— BEGIN Stored rows —

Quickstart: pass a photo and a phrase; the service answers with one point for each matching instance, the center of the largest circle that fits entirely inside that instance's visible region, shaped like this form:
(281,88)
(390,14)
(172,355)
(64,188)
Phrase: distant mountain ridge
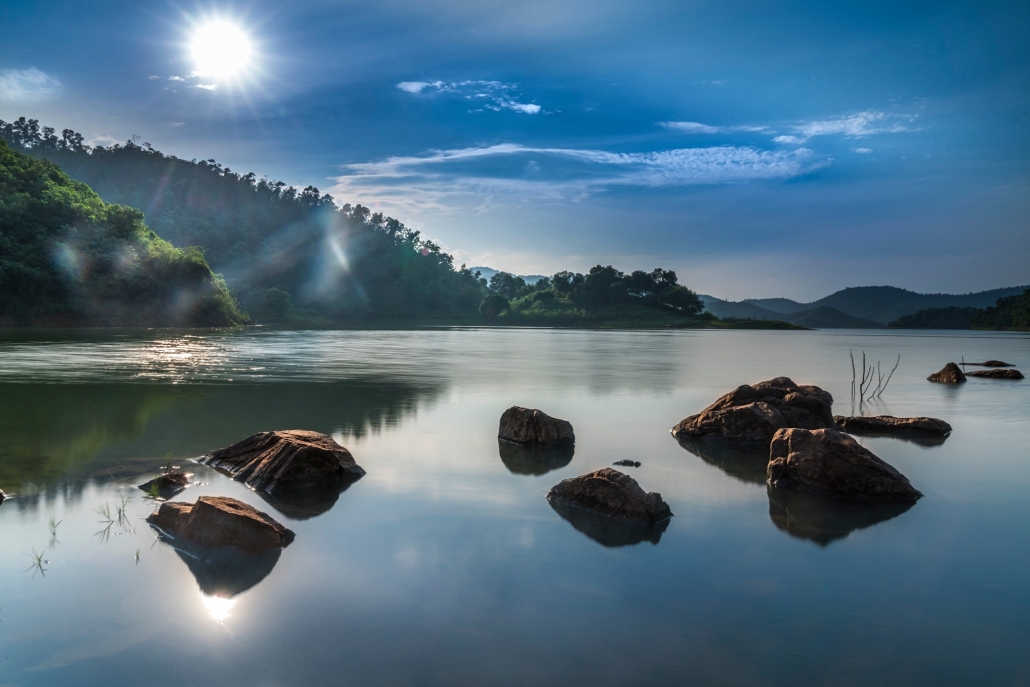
(817,317)
(876,304)
(487,272)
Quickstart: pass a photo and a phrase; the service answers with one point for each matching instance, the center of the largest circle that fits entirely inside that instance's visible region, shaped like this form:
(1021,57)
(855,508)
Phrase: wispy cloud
(852,126)
(698,128)
(494,96)
(425,182)
(27,84)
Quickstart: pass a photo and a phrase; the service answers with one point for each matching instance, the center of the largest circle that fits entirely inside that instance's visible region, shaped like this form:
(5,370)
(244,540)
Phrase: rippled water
(445,564)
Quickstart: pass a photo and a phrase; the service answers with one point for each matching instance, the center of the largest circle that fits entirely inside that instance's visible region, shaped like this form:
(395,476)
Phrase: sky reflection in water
(446,564)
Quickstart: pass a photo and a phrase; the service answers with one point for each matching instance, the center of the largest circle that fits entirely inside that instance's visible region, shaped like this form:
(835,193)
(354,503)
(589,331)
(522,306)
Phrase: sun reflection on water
(218,609)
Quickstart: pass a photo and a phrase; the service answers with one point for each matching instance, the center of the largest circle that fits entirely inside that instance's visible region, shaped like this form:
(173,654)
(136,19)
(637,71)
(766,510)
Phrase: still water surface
(445,564)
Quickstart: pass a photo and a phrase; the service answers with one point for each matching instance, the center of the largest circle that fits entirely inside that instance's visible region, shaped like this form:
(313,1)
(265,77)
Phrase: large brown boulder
(829,461)
(527,425)
(756,412)
(286,460)
(610,492)
(219,522)
(950,374)
(167,485)
(996,374)
(888,424)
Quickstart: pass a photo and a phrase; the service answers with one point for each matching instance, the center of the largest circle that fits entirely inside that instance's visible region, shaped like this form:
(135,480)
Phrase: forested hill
(279,248)
(67,258)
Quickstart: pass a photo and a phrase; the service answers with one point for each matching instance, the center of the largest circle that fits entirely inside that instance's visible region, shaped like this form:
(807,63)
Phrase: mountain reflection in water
(62,433)
(824,519)
(524,460)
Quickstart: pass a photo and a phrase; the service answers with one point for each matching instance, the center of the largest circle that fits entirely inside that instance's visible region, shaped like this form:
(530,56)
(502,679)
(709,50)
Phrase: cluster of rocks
(953,374)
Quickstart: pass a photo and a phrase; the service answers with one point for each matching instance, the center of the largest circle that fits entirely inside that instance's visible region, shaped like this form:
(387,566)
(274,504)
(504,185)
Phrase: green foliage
(67,258)
(341,264)
(937,318)
(1011,313)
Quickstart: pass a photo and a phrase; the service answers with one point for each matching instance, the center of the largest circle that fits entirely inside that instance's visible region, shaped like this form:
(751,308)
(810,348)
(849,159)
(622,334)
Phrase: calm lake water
(446,565)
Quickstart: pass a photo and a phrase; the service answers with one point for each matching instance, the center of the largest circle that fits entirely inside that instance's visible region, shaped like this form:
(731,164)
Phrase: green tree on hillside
(67,258)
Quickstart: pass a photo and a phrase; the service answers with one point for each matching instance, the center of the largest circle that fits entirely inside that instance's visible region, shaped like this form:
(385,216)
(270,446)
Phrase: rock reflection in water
(610,531)
(745,460)
(524,460)
(824,519)
(226,573)
(306,504)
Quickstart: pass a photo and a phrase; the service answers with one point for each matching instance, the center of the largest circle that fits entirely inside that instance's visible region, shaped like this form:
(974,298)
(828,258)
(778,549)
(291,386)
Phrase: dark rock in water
(229,572)
(888,424)
(522,459)
(756,412)
(950,374)
(743,459)
(286,462)
(610,492)
(609,530)
(831,462)
(219,522)
(526,425)
(825,519)
(996,374)
(166,485)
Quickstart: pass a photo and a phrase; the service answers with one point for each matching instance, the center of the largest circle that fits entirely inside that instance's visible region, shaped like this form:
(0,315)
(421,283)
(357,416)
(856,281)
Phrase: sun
(220,49)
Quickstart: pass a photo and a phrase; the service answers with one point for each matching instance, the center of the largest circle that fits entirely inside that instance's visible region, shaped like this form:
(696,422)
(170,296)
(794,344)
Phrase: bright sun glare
(220,49)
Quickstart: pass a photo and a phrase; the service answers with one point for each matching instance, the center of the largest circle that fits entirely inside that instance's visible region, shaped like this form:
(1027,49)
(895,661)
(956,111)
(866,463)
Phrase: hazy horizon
(758,152)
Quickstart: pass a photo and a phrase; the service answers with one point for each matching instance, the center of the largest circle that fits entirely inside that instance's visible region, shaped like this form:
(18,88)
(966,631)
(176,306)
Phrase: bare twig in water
(890,375)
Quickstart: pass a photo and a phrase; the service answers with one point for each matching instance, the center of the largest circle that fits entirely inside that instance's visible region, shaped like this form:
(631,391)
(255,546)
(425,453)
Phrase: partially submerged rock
(528,459)
(831,462)
(888,424)
(608,530)
(826,519)
(996,374)
(527,425)
(744,460)
(950,374)
(756,412)
(612,493)
(167,485)
(219,522)
(280,462)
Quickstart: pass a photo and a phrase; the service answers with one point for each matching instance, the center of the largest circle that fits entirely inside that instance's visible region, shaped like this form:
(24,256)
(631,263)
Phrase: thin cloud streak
(426,182)
(27,84)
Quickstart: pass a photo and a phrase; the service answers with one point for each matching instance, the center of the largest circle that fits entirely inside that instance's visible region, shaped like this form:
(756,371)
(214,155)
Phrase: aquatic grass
(37,562)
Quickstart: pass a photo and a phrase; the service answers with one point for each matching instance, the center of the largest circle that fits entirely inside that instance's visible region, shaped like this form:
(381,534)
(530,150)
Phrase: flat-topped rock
(950,374)
(613,493)
(530,426)
(755,412)
(887,424)
(996,374)
(167,485)
(831,462)
(286,460)
(219,522)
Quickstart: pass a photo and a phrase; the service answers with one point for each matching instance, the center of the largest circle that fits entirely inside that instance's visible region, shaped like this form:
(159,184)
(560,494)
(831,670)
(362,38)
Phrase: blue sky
(759,148)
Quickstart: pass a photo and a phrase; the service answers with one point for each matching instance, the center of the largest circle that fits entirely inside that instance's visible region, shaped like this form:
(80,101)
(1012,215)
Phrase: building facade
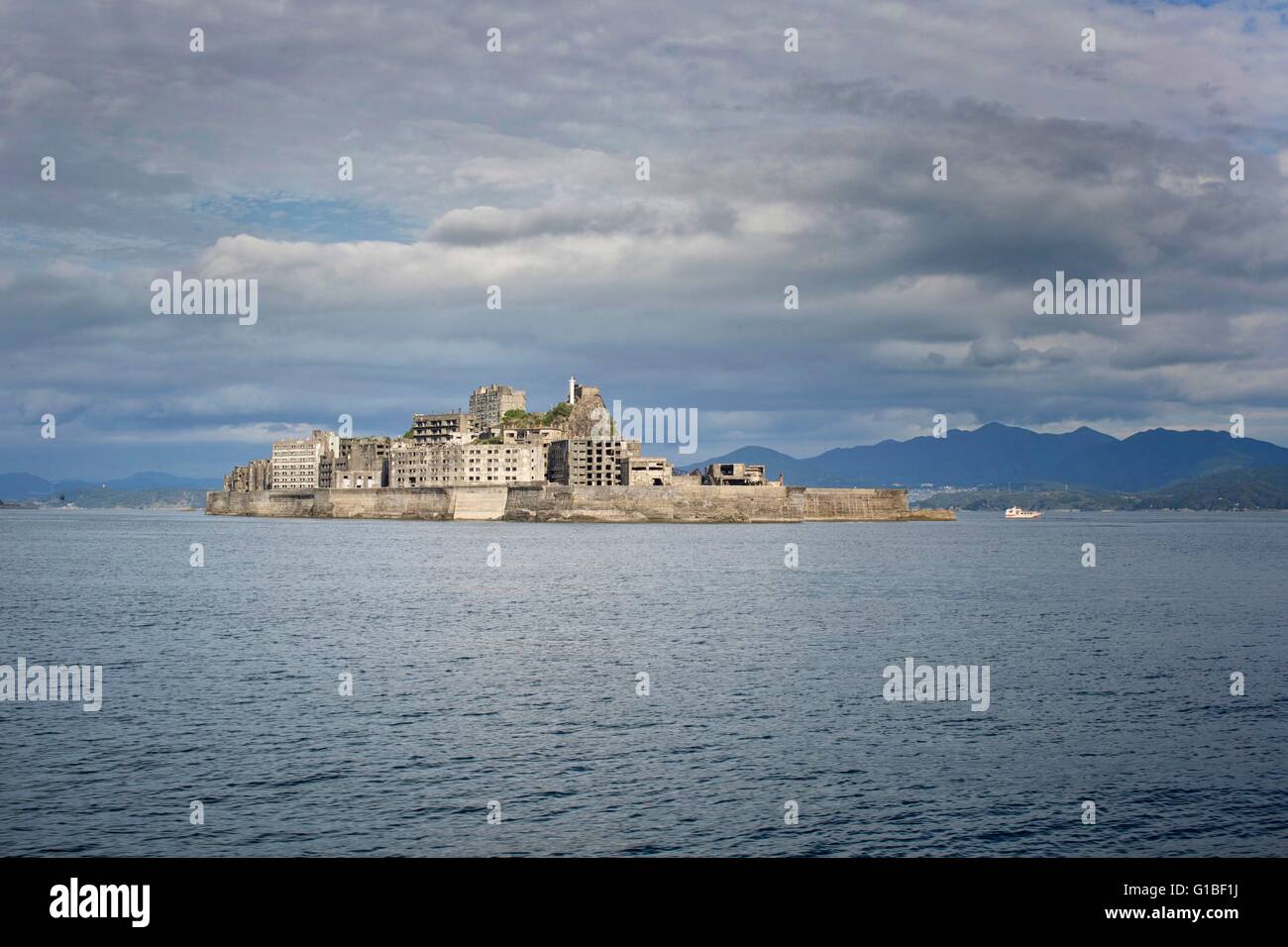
(489,403)
(645,472)
(364,463)
(454,428)
(258,474)
(734,475)
(587,462)
(304,464)
(464,466)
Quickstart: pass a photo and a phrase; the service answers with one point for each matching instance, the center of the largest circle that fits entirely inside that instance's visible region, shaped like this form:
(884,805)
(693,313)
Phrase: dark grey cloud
(768,169)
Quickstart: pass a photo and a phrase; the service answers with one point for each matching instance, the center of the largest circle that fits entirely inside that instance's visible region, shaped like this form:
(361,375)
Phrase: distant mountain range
(997,454)
(992,455)
(27,487)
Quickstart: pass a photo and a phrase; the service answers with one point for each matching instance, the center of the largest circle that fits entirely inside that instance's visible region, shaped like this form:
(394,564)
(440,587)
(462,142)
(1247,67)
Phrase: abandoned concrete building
(489,403)
(455,428)
(587,462)
(258,474)
(734,475)
(305,463)
(645,472)
(455,464)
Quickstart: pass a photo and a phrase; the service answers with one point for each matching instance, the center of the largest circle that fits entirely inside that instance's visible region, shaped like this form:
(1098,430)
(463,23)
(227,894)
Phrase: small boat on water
(1019,513)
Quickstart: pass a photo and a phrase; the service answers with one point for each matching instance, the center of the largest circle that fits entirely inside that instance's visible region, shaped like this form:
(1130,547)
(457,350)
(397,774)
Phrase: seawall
(553,502)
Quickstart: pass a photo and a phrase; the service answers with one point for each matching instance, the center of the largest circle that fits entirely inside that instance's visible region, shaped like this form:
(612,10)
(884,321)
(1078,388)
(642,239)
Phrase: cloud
(516,169)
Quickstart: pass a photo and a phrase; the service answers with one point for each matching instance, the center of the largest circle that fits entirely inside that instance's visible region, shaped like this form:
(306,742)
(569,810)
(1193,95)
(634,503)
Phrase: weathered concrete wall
(428,502)
(675,504)
(683,502)
(855,504)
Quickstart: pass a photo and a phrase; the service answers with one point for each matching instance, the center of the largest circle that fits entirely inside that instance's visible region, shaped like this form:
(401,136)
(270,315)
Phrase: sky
(518,169)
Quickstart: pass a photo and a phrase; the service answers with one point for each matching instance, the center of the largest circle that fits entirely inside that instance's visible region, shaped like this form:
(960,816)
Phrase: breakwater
(553,502)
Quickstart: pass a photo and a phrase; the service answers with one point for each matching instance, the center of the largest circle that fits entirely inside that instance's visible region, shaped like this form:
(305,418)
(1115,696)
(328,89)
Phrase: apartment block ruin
(489,403)
(258,474)
(460,466)
(456,428)
(587,462)
(734,475)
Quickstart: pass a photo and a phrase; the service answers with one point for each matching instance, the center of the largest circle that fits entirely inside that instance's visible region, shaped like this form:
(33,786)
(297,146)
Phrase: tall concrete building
(456,466)
(364,463)
(258,474)
(454,428)
(305,464)
(489,403)
(587,462)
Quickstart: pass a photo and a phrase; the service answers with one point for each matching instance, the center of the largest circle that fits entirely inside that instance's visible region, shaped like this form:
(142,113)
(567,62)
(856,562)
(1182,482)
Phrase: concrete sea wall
(552,502)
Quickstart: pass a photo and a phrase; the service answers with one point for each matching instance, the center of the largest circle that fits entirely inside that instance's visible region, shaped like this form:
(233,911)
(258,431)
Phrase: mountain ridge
(999,454)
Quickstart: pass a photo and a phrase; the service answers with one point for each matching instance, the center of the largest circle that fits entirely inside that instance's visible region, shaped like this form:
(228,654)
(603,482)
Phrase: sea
(321,686)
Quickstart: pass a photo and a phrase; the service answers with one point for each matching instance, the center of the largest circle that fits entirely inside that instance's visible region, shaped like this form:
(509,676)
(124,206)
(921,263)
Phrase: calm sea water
(516,684)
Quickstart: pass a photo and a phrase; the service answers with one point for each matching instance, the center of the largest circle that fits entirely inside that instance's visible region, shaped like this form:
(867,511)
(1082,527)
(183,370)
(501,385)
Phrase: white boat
(1018,513)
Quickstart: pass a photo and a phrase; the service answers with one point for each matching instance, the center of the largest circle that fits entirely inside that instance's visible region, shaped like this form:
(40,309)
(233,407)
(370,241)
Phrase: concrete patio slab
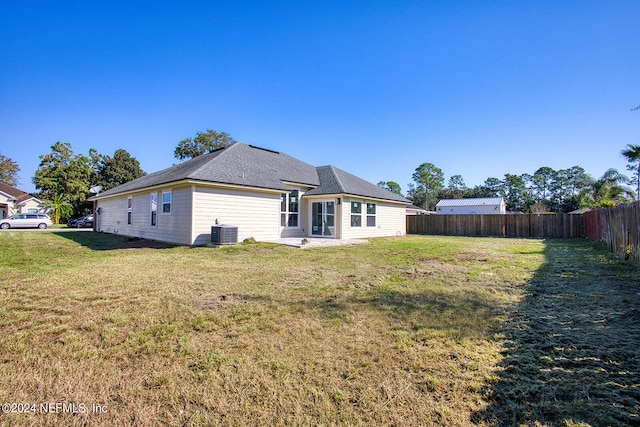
(318,243)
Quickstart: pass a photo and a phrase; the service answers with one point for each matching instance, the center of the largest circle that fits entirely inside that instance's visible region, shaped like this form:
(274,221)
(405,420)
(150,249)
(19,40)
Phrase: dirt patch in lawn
(572,345)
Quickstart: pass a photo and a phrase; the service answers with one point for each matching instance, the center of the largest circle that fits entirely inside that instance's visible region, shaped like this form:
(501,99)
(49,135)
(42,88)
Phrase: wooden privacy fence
(617,227)
(509,225)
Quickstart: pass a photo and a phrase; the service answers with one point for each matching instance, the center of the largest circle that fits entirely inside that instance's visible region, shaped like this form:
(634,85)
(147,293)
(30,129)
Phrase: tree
(394,187)
(8,171)
(542,180)
(431,178)
(116,170)
(632,154)
(203,143)
(607,191)
(417,195)
(517,196)
(60,206)
(63,173)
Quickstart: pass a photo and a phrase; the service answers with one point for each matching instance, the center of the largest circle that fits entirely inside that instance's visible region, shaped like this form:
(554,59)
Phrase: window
(166,202)
(294,205)
(289,209)
(356,214)
(129,210)
(371,214)
(154,210)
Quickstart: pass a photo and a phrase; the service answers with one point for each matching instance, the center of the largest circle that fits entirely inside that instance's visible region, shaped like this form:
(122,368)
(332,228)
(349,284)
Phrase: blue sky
(376,88)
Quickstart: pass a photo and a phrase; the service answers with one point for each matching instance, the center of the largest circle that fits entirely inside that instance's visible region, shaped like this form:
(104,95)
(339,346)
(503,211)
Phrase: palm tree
(607,191)
(632,153)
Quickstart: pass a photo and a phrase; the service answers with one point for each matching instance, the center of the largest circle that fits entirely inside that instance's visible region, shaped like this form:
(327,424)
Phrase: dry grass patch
(402,331)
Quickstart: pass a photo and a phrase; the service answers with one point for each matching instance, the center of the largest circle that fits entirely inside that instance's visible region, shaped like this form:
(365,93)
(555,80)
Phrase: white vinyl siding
(255,213)
(174,228)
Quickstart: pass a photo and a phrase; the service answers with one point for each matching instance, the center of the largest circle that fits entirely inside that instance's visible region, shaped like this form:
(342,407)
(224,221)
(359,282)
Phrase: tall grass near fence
(511,225)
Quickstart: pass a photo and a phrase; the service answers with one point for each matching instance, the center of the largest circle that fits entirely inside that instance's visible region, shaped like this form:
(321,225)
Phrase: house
(266,194)
(484,206)
(13,201)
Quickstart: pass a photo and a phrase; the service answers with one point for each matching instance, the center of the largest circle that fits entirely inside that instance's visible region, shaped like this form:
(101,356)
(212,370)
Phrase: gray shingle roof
(246,165)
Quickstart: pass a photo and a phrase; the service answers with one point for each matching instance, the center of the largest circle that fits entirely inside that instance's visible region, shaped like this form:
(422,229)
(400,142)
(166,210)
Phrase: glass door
(323,219)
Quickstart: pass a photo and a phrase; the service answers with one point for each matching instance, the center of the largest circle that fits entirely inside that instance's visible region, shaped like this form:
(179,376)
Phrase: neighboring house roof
(418,209)
(449,203)
(19,195)
(250,166)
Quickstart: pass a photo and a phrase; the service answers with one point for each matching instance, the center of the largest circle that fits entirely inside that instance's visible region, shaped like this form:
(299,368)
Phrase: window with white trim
(290,209)
(166,202)
(371,214)
(356,214)
(154,209)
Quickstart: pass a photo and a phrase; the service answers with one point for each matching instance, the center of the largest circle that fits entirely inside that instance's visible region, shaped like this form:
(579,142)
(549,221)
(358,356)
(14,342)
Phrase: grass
(419,330)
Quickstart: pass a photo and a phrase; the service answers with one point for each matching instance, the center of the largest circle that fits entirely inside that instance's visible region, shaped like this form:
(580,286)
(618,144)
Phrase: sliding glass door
(323,219)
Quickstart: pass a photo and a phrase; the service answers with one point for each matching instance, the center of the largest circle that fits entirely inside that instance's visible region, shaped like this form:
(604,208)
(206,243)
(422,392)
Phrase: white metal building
(482,206)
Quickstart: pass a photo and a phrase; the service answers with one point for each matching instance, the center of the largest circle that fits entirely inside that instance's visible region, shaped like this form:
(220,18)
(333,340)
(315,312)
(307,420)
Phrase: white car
(41,221)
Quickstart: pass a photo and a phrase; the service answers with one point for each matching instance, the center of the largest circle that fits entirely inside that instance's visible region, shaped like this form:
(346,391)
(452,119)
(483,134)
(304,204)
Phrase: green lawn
(418,330)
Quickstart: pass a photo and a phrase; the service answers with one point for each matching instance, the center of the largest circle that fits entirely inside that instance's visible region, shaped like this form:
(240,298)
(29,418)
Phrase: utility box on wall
(224,235)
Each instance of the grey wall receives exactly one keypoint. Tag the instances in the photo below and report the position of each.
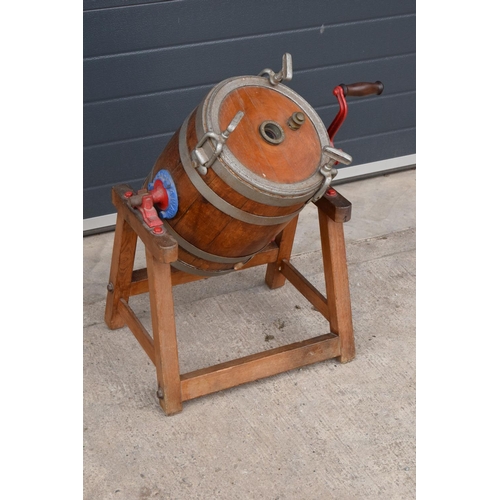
(147, 64)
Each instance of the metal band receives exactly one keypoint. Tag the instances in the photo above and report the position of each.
(182, 266)
(204, 255)
(229, 169)
(214, 198)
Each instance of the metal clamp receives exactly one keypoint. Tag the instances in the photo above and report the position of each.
(199, 157)
(328, 170)
(284, 75)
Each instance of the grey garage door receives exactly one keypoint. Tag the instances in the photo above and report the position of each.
(147, 64)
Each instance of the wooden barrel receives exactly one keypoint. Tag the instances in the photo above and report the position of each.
(266, 172)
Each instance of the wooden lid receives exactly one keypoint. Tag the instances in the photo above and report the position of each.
(264, 152)
(295, 158)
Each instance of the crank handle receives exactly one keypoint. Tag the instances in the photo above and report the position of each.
(362, 89)
(337, 155)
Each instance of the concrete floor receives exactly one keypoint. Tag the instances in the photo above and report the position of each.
(327, 431)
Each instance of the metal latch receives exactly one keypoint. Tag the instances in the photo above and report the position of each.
(199, 157)
(284, 75)
(332, 156)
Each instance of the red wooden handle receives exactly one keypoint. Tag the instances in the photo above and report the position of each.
(362, 88)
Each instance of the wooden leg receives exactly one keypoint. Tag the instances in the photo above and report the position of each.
(284, 240)
(120, 276)
(337, 284)
(164, 334)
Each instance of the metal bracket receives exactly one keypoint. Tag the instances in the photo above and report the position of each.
(199, 157)
(333, 157)
(284, 75)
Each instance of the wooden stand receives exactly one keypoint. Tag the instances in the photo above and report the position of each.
(159, 277)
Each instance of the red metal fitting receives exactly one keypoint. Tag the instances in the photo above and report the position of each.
(338, 92)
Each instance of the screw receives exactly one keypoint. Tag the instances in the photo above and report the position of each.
(296, 120)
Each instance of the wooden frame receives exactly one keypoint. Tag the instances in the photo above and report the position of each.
(159, 277)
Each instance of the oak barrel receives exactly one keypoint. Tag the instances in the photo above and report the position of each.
(266, 172)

— END Stored rows —

## Required work
Copy every line from the one containing "Each instance of the oak" through the final line, requests included. Multiply each coordinate in the answers by 0.35 and round to the nearest whole number, rounding halves up.

## Solution for this exercise
Each instance of the oak barrel receives exactly one keypoint. Tag the instances in the photo above and report the position of each.
(93, 60)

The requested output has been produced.